### WHAT THIS TASK INVOLVES:
Please return, unchanged, each line from the start of the records through the line with "left=318, top=54, right=335, bottom=249", including that line.

### RECORDS SUPPLIED:
# # #

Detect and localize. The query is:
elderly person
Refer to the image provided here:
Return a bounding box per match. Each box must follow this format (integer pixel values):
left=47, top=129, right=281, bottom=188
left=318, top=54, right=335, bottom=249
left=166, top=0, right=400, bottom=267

# # #

### ANSWER BELOW:
Detect and localize. The query is:
elderly person
Refer to the image provided here:
Return a bounding box per match. Each box must follow this format (integer pixel values):
left=47, top=129, right=281, bottom=188
left=318, top=54, right=335, bottom=249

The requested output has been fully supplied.